Moritz Gallia starb am 17. August 1918 in der Wohllebengasse nach längerer Krankheit, die die besten Ärzte der Stadt nicht zweifelsfrei diagnostizieren konnten und gegen die sie kein Mittel gefunden hatten. Traueranzeigen wurden von der Firma Hamburger (einem Unternehmen der Familie seiner Frau), von der Graetzin-Licht-Gesellschaft, der Spirituosenerzeugung Johann Timmels Witwe, der Eisenbahn TrientMalè und der Wiener Werkstätte geschaltet, wo er zuletzt Vorsitzender des Aufsichtsrats gewesen war, – alles Unternehmen, an denen er zumindest beteiligt war.[5]

Seine Witwe Hermine kaufte auf Friedhofsdauer eine Dreifachgrabstelle auf dem Hietzinger Friedhof, Gruppe 12, Nr. 101–103; dort befindet sich die Familiengruft der Gallias.

Gretl Gallia

Glückliche Umstände bewirkten es, dass Moritz und Hermine Gallias Tochter Margarete (Gretl) Gallia (kurzzeitig verehelichte Herschmann, 1896–1975), ihre Tochter Annelore Herschmann (bzw. Anne Gallia), verehelichte Bonyhady (1922–2003), und Gretls Schwester Käthe Gallia (1899–1976) das Klimt-Gemälde und die von Josef Hoffmann gestaltete Einrichtung des Familiensitzes im Herbst 1938 bei ihrer durch den antisemitischen Terror des NS-Regimes erzwungenen Ausreise nach Australien per Spedition nachkommen lassen konnten.[6] Einige andere Mitglieder der großen Familie sind im Holocaust umgekommen.

Das Klimt-Porträt Hermine Gallias wurde von den Erben später an die National Gallery in London verkauft, nachdem ein australisches Museum in den 1960er Jahren die Annahme als Schenkung abgelehnt hatte.

• • • •

## [AUFGABEN]
[1] Wie lautet der Satz „Das Klimt-Porträt Hermine Gallias wurde von den Erben später an die National Gallery in London verkauft, nachdem ein australisches Museum in den 1960er Jahren die Annahme als Schenkung abgelehnt hatte.“ aus dem Übungstext auf Englisch?
[2] Bearbeiten Sie den Abschnitt des Übungstexts, der mit den Worten „Seine Witwe Hermine“ beginnt und mit „im Holocaust umgekommen.“ schließt: Geben Sie ihn erneut wieder und setzen Sie dabei „Wiener Zentralfriedhof“ anstelle von „Hietzinger Friedhof“ ein.

• • • •

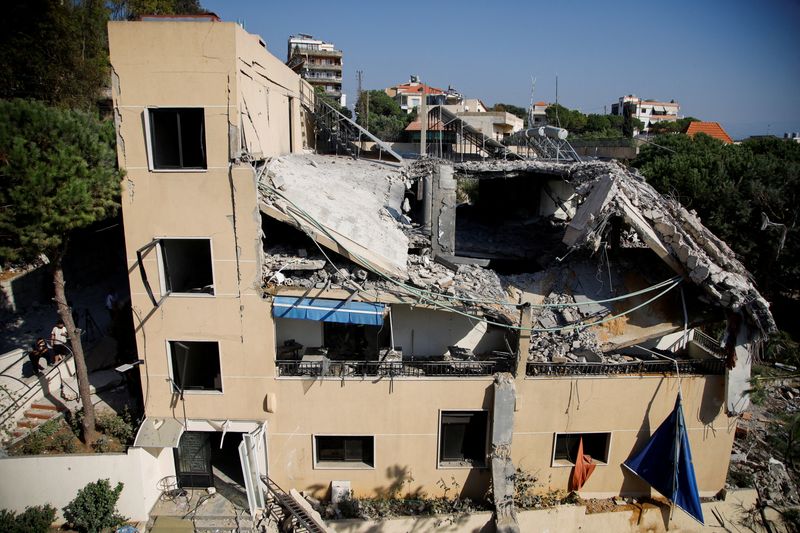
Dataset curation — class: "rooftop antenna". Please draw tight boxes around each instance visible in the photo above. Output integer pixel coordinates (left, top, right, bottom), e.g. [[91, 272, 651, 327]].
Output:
[[556, 74, 561, 128], [528, 76, 536, 128]]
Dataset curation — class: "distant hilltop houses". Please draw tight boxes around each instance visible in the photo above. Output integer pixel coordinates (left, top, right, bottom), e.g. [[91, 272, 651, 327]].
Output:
[[611, 94, 681, 133]]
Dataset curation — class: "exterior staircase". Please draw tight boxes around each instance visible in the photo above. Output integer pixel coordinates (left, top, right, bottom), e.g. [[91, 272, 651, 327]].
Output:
[[261, 476, 330, 533], [11, 398, 67, 439]]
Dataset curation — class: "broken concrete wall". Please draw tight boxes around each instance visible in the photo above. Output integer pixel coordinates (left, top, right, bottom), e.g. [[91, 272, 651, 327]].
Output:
[[490, 373, 520, 533], [431, 164, 456, 256]]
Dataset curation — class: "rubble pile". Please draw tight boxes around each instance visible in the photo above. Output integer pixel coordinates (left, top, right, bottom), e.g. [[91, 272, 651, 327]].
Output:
[[728, 372, 800, 507], [455, 160, 775, 336], [570, 163, 776, 335]]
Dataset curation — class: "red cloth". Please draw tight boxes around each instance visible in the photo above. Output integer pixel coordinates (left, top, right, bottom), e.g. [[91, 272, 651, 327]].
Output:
[[570, 437, 597, 490]]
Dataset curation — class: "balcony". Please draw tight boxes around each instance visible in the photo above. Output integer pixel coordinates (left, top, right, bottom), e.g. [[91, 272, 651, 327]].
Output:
[[275, 360, 513, 378], [305, 61, 342, 72], [525, 357, 725, 377]]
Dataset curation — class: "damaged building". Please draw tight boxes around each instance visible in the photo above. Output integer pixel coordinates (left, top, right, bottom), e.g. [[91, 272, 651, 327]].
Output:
[[109, 15, 774, 524]]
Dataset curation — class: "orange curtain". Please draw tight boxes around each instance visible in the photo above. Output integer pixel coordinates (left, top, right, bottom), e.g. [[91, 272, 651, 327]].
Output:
[[570, 437, 597, 490]]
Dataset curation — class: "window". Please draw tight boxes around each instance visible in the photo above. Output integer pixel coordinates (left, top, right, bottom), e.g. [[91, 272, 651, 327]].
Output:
[[439, 411, 489, 467], [553, 433, 611, 466], [169, 341, 222, 392], [161, 239, 214, 295], [314, 435, 375, 468], [146, 108, 206, 170]]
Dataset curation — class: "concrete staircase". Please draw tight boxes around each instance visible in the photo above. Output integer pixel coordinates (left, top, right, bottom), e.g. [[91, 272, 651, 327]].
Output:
[[11, 398, 66, 439]]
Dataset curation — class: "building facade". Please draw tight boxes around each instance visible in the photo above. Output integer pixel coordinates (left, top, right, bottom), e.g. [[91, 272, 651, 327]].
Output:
[[109, 21, 764, 509], [611, 94, 681, 133], [286, 33, 347, 106]]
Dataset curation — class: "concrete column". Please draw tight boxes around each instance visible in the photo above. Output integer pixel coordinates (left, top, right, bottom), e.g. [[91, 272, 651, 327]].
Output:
[[516, 304, 532, 380], [426, 165, 456, 257], [419, 174, 433, 235]]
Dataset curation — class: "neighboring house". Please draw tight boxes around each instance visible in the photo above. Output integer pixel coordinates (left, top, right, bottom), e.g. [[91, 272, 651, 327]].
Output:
[[611, 94, 681, 134], [443, 98, 489, 114], [456, 111, 525, 141], [286, 33, 347, 106], [686, 121, 733, 144], [530, 102, 550, 128], [109, 16, 774, 520], [384, 76, 447, 113]]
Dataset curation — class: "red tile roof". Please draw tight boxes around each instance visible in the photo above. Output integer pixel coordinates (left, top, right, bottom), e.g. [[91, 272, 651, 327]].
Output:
[[686, 122, 733, 144]]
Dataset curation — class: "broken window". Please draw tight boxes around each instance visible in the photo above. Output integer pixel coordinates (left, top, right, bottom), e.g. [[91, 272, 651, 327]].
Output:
[[553, 433, 611, 466], [169, 341, 222, 392], [314, 435, 375, 468], [161, 239, 214, 295], [439, 411, 489, 466], [145, 108, 206, 170]]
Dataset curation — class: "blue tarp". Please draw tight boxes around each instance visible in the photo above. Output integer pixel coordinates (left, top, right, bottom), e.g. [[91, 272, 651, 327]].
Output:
[[625, 394, 704, 524], [272, 296, 386, 326]]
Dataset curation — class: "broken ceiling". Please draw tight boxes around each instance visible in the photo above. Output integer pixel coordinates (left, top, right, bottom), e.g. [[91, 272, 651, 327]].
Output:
[[456, 160, 775, 335]]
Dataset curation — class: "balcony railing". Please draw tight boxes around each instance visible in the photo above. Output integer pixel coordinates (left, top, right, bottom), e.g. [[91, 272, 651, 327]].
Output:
[[525, 358, 725, 377], [276, 360, 512, 377]]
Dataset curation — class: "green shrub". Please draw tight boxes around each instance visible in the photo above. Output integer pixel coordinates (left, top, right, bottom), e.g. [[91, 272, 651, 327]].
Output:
[[53, 431, 77, 453], [92, 435, 111, 453], [96, 409, 133, 445], [64, 479, 126, 533], [0, 505, 56, 533]]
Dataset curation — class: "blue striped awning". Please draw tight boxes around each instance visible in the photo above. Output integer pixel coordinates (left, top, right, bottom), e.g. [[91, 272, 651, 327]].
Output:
[[272, 296, 386, 326]]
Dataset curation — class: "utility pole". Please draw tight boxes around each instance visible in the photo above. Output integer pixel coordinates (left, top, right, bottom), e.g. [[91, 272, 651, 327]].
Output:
[[356, 70, 364, 150]]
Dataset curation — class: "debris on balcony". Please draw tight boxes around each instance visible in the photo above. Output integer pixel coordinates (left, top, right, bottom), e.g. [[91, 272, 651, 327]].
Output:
[[257, 155, 774, 373]]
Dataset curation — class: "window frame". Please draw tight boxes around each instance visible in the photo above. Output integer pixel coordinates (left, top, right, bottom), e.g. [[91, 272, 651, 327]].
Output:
[[550, 431, 614, 468], [142, 105, 208, 173], [436, 409, 492, 470], [311, 433, 378, 470], [164, 339, 225, 395], [154, 236, 217, 298]]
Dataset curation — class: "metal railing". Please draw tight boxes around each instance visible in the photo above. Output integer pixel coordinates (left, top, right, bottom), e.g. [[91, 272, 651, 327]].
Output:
[[275, 360, 513, 377], [525, 358, 725, 377], [0, 345, 72, 427], [301, 95, 403, 163]]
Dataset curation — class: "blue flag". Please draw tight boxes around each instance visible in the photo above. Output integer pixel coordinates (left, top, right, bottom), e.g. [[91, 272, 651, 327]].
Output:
[[625, 393, 705, 524]]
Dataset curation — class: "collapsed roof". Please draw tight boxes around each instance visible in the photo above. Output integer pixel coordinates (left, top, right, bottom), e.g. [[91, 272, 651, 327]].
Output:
[[456, 156, 776, 335], [259, 155, 775, 344]]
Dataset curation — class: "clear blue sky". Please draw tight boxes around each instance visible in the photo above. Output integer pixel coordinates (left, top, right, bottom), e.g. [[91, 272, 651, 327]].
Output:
[[201, 0, 800, 138]]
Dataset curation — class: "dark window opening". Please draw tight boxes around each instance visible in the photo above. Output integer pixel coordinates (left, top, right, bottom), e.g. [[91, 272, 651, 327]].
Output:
[[439, 411, 489, 466], [161, 239, 214, 294], [148, 108, 206, 170], [314, 436, 375, 467], [553, 433, 611, 464], [169, 341, 222, 392], [322, 322, 391, 361]]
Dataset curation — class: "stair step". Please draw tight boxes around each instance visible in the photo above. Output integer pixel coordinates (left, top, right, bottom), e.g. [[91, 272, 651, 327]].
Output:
[[25, 409, 58, 420], [31, 401, 67, 413]]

• • • •

## [ANTWORTEN]
[1] Klimt's portrait of Hermine Gallia was later sold by the heirs to the National Gallery in London after an Australian museum had refused to accept it as a donation in the 1960s.

[2]
Seine Witwe Hermine kaufte auf Friedhofsdauer eine Dreifachgrabstelle auf dem Wiener Zentralfriedhof, Gruppe 12, Nr. 101–103; dort befindet sich die Familiengruft der Gallias.

Gretl Gallia

Glückliche Umstände bewirkten es, dass Moritz und Hermine Gallias Tochter Margarete (Gretl) Gallia (kurzzeitig verehelichte Herschmann, 1896–1975), ihre Tochter Annelore Herschmann (bzw. Anne Gallia), verehelichte Bonyhady (1922–2003), und Gretls Schwester Käthe Gallia (1899–1976) das Klimt-Gemälde und die von Josef Hoffmann gestaltete Einrichtung des Familiensitzes im Herbst 1938 bei ihrer durch den antisemitischen Terror des NS-Regimes erzwungenen Ausreise nach Australien per Spedition nachkommen lassen konnten.[6] Einige andere Mitglieder der großen Familie sind im Holocaust umgekommen.